*** Page text ***
Almost 500 apartments throughout several towns that are frequently referred to as New Jersey’s “gold coast” officially changed hands this summer after deals that were struck earlier this year crossed the finish line.
Livingston-based Gebroe-Hammer brokered two separate deals that total $90.4 million in value. The purchaser in both transactions was another company headquartered in Livingston called Tuli Realty, who own properties throughout New Jersey’s northern counties around New York City.
Tuli Realty’s first purchase is a group of 13 properties dubbed the Golden Peak Portfolio. Totaling 400 units, the collection includes apartments in West New York, Union City, and North Bergen. The largest property of the portfolio is a building at 1-9 62nd Street in West New York that features 85 units.
Previous owners Urban American Management and Dixon Advisory agreed to sell the Golden Peak Portfolio for $65 million, which represents a price per unit of $162,500.
The second purchase Tuli Realty finalized was a 12-story building at 700 John F. Kennedy Boulevard East in Weehawken called Hamilton House. Sold for $25.4 million, the 56-year-old property was recently updated with a new roof, modern parapet-wall installation, two modern elevators, and a new package room.
*** End of Page text ***
> Activity: Continue the news article about Tuli Realty's New Jersey apartment purchases from its last sentence.
*** Information supplied ***
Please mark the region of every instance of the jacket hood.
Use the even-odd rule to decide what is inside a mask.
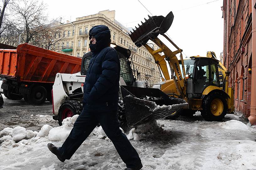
*** End of Information supplied ***
> Expected answer:
Hamilton House’s sale price breaks down as $256,565 per unit and represents another multi-family transaction started before COVID-19 that ended in success. The market for apartment buildings amid the coronavirus pandemic has thus far proved somewhat resilient, as profitable transactions have continued at a decent clip.
Gebroe-Hammer President Ken Uranowitz and Executive Vice President Niko Nicolaou completed both transactions on behalf of the sellers. Nicolaou believes the properties present new ownership an extremely rare acquisition opportunity and Uranowitz spoke highly of multi-family properties to YieldPro.
“We are still closing deals during this challenging economic period as buyers continue to seek out multifamily properties knowing that this asset class will always weather any downturns…because of the basic human need for shelter,” said Uranowitz. “The new normal may indeed encompass a significant telecommuter population base, thereby further emboldening the strength of multifamily properties.”